• Dataset
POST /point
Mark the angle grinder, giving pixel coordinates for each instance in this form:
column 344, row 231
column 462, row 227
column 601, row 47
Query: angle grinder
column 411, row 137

• Given request
Render every line of the items above as a Markdown table with two columns, No. and Text, numbering each row and skipping blank lines.

• Answer in full
| No. | Text |
|---|---|
| 1 | POST /point |
| 2 | Mark the angle grinder, giving pixel coordinates for each instance in this form: |
| 3 | column 344, row 231 |
| 4 | column 462, row 227 |
| 5 | column 601, row 47 |
| 6 | Query: angle grinder |
| 7 | column 411, row 137 |